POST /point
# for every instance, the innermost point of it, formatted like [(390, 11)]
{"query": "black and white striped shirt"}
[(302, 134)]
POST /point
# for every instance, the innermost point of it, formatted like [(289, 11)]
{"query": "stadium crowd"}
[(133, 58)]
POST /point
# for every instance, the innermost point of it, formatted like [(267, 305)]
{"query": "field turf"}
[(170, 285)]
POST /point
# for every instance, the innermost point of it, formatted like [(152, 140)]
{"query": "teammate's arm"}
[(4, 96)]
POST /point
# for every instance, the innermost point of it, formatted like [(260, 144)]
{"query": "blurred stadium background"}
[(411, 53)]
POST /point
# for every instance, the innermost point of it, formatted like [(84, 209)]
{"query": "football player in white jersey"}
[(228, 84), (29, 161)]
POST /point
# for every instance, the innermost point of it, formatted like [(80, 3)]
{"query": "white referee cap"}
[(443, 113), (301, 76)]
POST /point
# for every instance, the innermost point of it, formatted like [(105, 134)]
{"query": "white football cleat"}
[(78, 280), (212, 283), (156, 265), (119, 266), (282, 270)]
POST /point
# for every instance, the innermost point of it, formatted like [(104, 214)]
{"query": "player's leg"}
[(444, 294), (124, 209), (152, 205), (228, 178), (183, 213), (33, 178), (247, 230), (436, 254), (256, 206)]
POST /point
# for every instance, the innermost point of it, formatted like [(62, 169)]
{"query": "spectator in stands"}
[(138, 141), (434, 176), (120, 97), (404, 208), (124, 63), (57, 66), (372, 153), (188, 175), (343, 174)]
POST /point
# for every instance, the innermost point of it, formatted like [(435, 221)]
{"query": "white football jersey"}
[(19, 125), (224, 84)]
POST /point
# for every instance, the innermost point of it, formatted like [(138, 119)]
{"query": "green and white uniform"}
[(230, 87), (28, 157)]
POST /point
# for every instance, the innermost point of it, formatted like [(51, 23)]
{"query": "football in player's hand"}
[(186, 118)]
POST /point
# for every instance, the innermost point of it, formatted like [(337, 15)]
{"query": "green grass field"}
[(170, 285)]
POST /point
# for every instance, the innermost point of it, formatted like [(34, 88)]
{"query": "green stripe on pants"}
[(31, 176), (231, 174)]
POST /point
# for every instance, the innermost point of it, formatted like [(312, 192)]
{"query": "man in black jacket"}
***
→ What you have to do
Copy every row above line for line, with no changes.

→ The response
POST /point
# for every instance, the innermost point of it, formatted like [(390, 11)]
{"query": "black and white striped shirt"}
[(302, 134)]
POST /point
# for every instance, the innermost point of it, formatted like [(289, 11)]
{"query": "stadium crowd"}
[(133, 58)]
POST /point
# for every instance, the innermost point of it, formatted like [(267, 305)]
{"query": "field turf"}
[(170, 285)]
POST /point
# for every instance, the innermost point of it, formatted like [(152, 140)]
{"query": "teammate's arm"}
[(4, 96)]
POST /point
# for every instance, the innermost point of it, formatted like [(260, 144)]
{"query": "blurred stadium background"}
[(411, 53)]
POST /point
# for every instance, the innermost point of it, formatted like [(84, 209)]
{"query": "football player in white jersey"}
[(228, 84), (29, 161)]
POST /point
# for every instance, the innermost point of it, formatted like [(80, 3)]
{"query": "white referee cap"}
[(443, 113), (301, 76)]
POST /point
# for every instance, the innermost point of it, formatted like [(105, 134)]
{"query": "white football cleat"}
[(78, 280), (212, 283), (156, 265), (119, 266), (282, 270)]
POST /point
# for every instance, the innermost point of it, formatted like [(104, 214)]
{"query": "player's leg"}
[(444, 294), (124, 209), (152, 205), (228, 178), (183, 213), (33, 178), (247, 230), (436, 254), (256, 206)]
POST /point
# for every instance, the innermost point of it, formatted like [(62, 169)]
{"query": "spectator in stands"}
[(138, 141), (434, 176), (120, 97), (404, 208), (124, 63), (57, 66), (372, 153), (188, 175), (343, 174)]
POST /point
# for every instance, the innermost point of it, formatted like [(435, 221)]
{"query": "white football jersey"}
[(19, 125), (224, 84)]
POST /point
# for every instance, the innermost point of it, formatted like [(138, 119)]
{"query": "green and white uniform"}
[(230, 87), (28, 157)]
POST /point
# for every instance, the innermost point of it, formatted like [(51, 23)]
{"query": "football in player's hand"}
[(186, 118)]
POST /point
# for every instance, the innermost point of it, formatted like [(337, 15)]
{"query": "green grass field"}
[(170, 285)]
POST /point
# for every instance, the innermost point of it, formatted like [(34, 88)]
{"query": "green stripe on pants"}
[(31, 176), (231, 174)]
POST /point
# for every instance, the innermost point of it, formatted like [(312, 192)]
{"query": "man in black jacket"}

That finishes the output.